**PROMPT**:
Are you able to retype all the records below exactly?

Coordinate labeling data:
—————

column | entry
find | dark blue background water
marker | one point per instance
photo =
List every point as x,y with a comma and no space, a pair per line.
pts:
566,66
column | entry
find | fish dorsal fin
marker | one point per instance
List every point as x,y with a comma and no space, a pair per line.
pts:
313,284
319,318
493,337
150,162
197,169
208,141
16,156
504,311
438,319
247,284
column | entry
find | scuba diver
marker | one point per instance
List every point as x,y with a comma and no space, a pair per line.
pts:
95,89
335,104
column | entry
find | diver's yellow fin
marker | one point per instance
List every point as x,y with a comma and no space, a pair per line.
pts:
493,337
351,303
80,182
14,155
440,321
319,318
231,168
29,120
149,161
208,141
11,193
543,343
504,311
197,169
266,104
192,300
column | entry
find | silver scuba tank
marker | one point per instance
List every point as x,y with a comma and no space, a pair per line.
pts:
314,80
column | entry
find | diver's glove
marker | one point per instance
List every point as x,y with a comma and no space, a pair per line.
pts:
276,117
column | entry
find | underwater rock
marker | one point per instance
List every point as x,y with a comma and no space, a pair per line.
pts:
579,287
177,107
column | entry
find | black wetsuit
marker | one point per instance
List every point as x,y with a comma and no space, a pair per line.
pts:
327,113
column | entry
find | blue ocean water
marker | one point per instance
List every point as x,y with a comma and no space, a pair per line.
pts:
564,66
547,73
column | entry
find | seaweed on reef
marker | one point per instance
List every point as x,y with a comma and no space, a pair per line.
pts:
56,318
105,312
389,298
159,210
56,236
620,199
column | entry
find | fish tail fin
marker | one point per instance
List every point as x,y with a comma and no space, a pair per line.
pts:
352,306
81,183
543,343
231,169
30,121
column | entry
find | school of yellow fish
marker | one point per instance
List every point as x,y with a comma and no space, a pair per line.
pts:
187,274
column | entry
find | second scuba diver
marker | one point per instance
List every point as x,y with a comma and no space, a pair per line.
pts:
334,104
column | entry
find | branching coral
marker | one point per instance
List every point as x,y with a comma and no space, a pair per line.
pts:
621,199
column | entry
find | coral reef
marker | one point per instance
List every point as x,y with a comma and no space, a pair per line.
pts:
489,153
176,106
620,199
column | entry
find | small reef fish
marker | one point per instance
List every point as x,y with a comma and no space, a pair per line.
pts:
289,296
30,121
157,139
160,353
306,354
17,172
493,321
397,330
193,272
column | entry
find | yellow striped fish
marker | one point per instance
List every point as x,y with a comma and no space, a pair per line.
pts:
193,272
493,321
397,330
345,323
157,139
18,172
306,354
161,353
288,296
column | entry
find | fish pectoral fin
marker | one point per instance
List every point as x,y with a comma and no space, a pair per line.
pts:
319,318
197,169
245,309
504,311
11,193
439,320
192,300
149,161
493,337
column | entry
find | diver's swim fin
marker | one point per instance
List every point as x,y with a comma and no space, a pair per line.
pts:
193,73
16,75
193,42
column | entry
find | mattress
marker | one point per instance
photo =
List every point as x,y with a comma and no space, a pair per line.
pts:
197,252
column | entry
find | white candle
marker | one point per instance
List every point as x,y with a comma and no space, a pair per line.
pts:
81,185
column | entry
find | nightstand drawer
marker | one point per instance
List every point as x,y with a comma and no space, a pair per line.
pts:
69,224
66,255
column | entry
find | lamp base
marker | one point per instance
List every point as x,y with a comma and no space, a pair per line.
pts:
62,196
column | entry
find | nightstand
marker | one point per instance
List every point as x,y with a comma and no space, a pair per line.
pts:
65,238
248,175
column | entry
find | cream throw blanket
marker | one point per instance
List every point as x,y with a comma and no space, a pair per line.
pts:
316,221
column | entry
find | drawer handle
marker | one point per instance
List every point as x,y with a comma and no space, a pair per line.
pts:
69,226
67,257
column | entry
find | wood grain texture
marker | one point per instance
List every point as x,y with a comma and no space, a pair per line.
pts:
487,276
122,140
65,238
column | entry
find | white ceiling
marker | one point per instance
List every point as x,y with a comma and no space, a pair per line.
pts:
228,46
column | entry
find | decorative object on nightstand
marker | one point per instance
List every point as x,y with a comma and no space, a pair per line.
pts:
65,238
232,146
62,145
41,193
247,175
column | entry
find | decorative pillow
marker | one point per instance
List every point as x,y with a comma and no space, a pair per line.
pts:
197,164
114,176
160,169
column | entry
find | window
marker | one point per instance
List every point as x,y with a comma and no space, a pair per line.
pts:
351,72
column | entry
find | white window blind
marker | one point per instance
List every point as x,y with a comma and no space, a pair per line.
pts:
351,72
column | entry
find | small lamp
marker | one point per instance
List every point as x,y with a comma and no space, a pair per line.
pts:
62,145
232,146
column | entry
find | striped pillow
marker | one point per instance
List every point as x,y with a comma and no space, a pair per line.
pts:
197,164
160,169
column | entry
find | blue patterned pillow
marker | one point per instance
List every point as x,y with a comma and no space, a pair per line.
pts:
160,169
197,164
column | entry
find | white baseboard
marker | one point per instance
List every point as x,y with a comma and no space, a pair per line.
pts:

—————

**CORRECT RESPONSE**:
column | entry
find | dark blue background water
marker | one point per instance
photo =
List every point as x,y with a comma and no space, a pair per line.
pts:
566,66
column | entry
find | fish dorsal fin
marker | one point per instance
List every point as x,y with a comma and no space, a pair per line.
pts:
313,284
319,318
493,337
150,162
197,169
208,141
16,156
504,311
438,319
247,284
column | entry
find | scuba diver
marker | one point per instance
List every point as x,y with a comma and no space, a pair per line.
pts:
95,89
335,104
column | entry
find | diver's yellow fin
marker | one point per instance
List every point as x,y with a comma and no space, a pair per line.
pts:
493,337
351,303
80,182
14,155
440,321
319,318
231,168
29,120
149,161
208,141
11,193
543,343
504,311
197,169
266,104
192,300
column | entry
find | silver scuba tank
marker | one point per instance
List every point as x,y with a comma and no space, a pair per line.
pts:
314,80
column | entry
find | diver's glove
marker | one point per instance
List every point as x,y with a comma and no space, a pair per line.
pts:
276,117
column | entry
find | underwater rock
marker | one point per instance
List every point as x,y with a comma and no space, a pair per line.
pts:
579,287
177,107
column | entry
find | black wetsuit
marker | one point per instance
List every point as x,y with a comma and no space, a pair per line.
pts:
327,113
column | entry
find | blue ocean water
marker | one point per instance
List every point as x,y with a comma and no space, a pair per line.
pts:
564,66
547,73
column | entry
find | seaweed on reef
marker | one point per instance
List every point as x,y with a comma and no space, a pair per line.
pts:
56,318
105,312
389,298
159,210
56,236
620,199
column | entry
find | fish tail fin
marker | one point per instance
List every point as x,y with a comma and no space, a pair per line.
pts:
352,306
81,183
543,343
231,169
30,121
column | entry
find | school of yellow fish
marker | one point per instance
List every point as x,y with a comma and no space, a pair per line.
pts:
187,274
column | entry
find | second scuba diver
marker | one point per instance
List every point as x,y with a comma and no space, a pair per line.
pts:
334,104
column | entry
find | branching coral
marker | one point per instance
List every point as x,y with a comma and no space, a pair per line.
pts:
621,199
column | entry
find | coral reef
marker | one point per instance
List every point as x,y with a comma and no space, a pair per line.
pts:
489,153
176,106
620,199
column | entry
find | small reef fish
marker | one point per instance
List every point as x,y with a comma and no space, a pair per line.
pts:
289,296
30,121
157,139
160,353
306,354
17,172
493,321
397,330
193,272
column | entry
find | yellow striped fish
marker | one point per instance
List every point as x,y with a comma and no space, a pair per line.
pts:
193,272
493,321
397,330
345,323
157,139
18,172
306,354
161,353
288,296
column | entry
find | fish pectoral fin
marker | one point per instance
List every point as x,y with a comma and no space, a pair per line.
pts:
319,318
197,169
245,309
504,311
11,193
439,320
192,300
149,161
493,337
column | entry
find | diver's swim fin
marker | one point per instance
List every point as x,y with a comma and no space, a pair per line.
pts:
193,73
16,75
193,42
column | entry
find | mattress
marker | one point per instance
photo =
List every point as x,y with a comma and no space, a pair per line.
pts:
197,252
column | entry
find | white candle
marker | one point per instance
List every point as x,y with a comma and no space, a pair per line.
pts:
81,185
column | entry
find | nightstand drawer
marker | one point per instance
List every point as x,y with a comma and no space, a pair per line.
pts:
69,224
66,255
column | entry
find | lamp base
marker | one point per instance
List every point as x,y with a comma and no space, a pair per line.
pts:
62,196
column | entry
find | nightstand
marker | one point per instance
List every point as x,y with a comma and no space, a pair per line.
pts:
65,238
248,175
column | entry
find | cream throw blanket
marker | one point per instance
List every point as x,y with a comma and no space, a pair per line.
pts:
316,221
column | entry
find | drawer handle
marker | one point per instance
List every point as x,y with a comma and no space, a pair per line.
pts:
69,226
67,257
column | entry
find | wood grain texture
marker | one point per instance
List every point as x,y with a comma and no space, a pair per line.
pts:
487,276
122,140
65,238
column | entry
find | white ceiling
marker | one point per instance
List every point as x,y with a comma and no space, a pair per line.
pts:
228,46
column | entry
find | decorative object on nightstand
marker | one point per instance
List every point as x,y with a comma and no space, a pair per line.
pts:
65,238
232,146
62,145
41,193
247,175
column | entry
find | decorative pillow
marker | one point per instance
List every point as x,y with a comma and no space, a pair per line.
pts:
197,164
114,176
160,169
column | entry
find | window
marker | one point per instance
List every point as x,y with a comma and no space, a pair per line.
pts:
351,72
column | entry
find | white window blind
marker | one point per instance
List every point as x,y with a comma and no space, a pair per line.
pts:
351,72
column | entry
find | small lamp
marker | one point per instance
List every point as x,y with a comma and no space, a pair per line.
pts:
62,145
232,146
column | entry
find | striped pillow
marker | one point per instance
List every point as x,y with a comma and no space, a pair per line.
pts:
197,164
160,169
column | entry
find | blue patterned pillow
marker | one point per instance
List every point as x,y with a comma and no space, a pair per line.
pts:
160,169
197,164
column | entry
find | white baseboard
marker | one point per instance
List every point as x,y with a comma and no space, a pair per line.
pts:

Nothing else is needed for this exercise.